── Gegeven rijen ──

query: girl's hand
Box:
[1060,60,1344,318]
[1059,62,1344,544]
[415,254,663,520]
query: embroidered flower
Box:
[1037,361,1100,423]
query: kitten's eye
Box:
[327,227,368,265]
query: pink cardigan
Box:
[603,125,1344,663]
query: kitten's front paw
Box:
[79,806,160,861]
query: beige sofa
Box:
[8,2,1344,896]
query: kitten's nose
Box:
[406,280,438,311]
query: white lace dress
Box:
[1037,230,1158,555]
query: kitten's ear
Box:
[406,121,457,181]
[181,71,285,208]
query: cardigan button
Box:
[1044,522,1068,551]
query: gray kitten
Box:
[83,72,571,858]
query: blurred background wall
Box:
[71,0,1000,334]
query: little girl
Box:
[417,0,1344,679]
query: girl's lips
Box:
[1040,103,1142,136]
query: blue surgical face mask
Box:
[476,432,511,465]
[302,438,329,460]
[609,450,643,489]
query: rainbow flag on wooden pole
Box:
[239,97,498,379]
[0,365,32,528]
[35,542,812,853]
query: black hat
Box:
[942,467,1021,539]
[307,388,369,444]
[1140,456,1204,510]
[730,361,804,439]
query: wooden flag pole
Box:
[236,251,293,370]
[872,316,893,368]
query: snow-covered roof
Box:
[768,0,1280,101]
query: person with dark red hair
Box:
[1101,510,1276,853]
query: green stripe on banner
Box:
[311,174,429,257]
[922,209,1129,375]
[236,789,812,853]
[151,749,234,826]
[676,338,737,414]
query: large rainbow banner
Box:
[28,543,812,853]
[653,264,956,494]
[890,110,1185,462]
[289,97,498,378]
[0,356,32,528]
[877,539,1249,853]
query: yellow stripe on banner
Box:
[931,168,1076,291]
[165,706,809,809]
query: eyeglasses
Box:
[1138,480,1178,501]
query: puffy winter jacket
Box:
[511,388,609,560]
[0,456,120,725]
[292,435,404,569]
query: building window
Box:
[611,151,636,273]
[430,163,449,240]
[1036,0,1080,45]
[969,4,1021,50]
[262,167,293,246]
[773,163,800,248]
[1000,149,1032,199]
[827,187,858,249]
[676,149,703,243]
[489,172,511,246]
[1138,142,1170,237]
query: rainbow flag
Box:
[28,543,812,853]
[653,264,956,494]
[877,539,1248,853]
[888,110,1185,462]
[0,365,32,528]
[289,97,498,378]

───

Werkinstructies: Geef alle regels van de rijen hierboven weer als een genummerde lijst en laat lege regels weg.

Resultaat oefening:
1. query: girl's hand
2. Box:
3. [1060,60,1344,318]
4. [1059,62,1344,544]
5. [415,254,663,520]
6. query: embroidered flower
7. Box:
8. [1037,361,1100,423]
9. query: kitten's eye
10. Box:
11. [327,227,368,265]
12. query: pink cardigan
13. Box:
14. [603,125,1344,663]
15. query: kitten's front paw
16. Box:
17. [79,806,160,861]
18. query: beige sofa
19. Box:
20. [8,2,1344,896]
21. query: kitten's nose
22. Box:
23. [406,280,438,311]
24. query: white lace dress
25. Box:
26. [1037,230,1158,555]
27. query: kitten's ear
28. Box:
29. [406,121,457,181]
30. [181,71,285,208]
31. query: cardigan button
32. Box:
33. [1044,522,1068,551]
34. query: gray kitten
35. Box:
36. [83,72,571,858]
37. query: blurred background wall
38. Box:
39. [71,0,1000,334]
40. query: little girl
41. Box:
42. [417,0,1344,679]
43. query: girl's lips
44. Box:
45. [1040,103,1142,136]
46. query: blue surgical face mask
47. Box:
48. [476,432,511,465]
49. [302,438,329,460]
50. [609,450,643,489]
51. query: rainbow flag on wooden pole
52. Box:
53. [239,97,498,379]
54. [0,365,32,528]
55. [35,542,812,853]
56. query: black hat
57. Box:
58. [942,467,1021,539]
59. [307,388,369,444]
60. [1140,456,1204,510]
61. [730,361,804,439]
62. query: wooden flag pole
63. Box:
64. [236,251,293,370]
65. [872,316,893,368]
66. query: snow-covered roof
67. Box:
68. [768,0,1280,101]
69. query: person with dark red hair
70. Box:
71. [1101,510,1276,853]
72. query: green stripe on banner
73. Box:
74. [311,174,429,257]
75. [922,209,1129,375]
76. [236,789,812,853]
77. [151,749,234,826]
78. [676,338,737,414]
79. query: large rainbow banner
80. Box:
81. [28,543,812,853]
82. [653,264,956,494]
83. [890,110,1185,462]
84. [289,97,498,378]
85. [0,356,32,528]
86. [877,539,1249,853]
87. query: yellow stripe on banner
88. Box:
89. [931,168,1076,291]
90. [165,706,809,809]
91. query: eyeglasses
92. Box:
93. [1138,480,1178,501]
94. query: puffy winter jacket
95. Box:
96. [511,388,609,560]
97. [0,456,120,725]
98. [292,435,404,569]
99. query: building window
100. Box:
101. [611,151,636,273]
102. [430,163,449,240]
103. [1036,0,1080,45]
104. [969,4,1021,50]
105. [262,167,293,246]
106. [773,163,800,248]
107. [1000,149,1032,199]
108. [827,187,858,249]
109. [676,149,703,243]
110. [489,172,511,246]
111. [1138,142,1170,237]
112. query: rainbow flag
113. Box:
114. [28,543,812,853]
115. [653,264,956,494]
116. [877,539,1248,853]
117. [888,110,1185,462]
118. [0,365,32,528]
119. [289,97,498,378]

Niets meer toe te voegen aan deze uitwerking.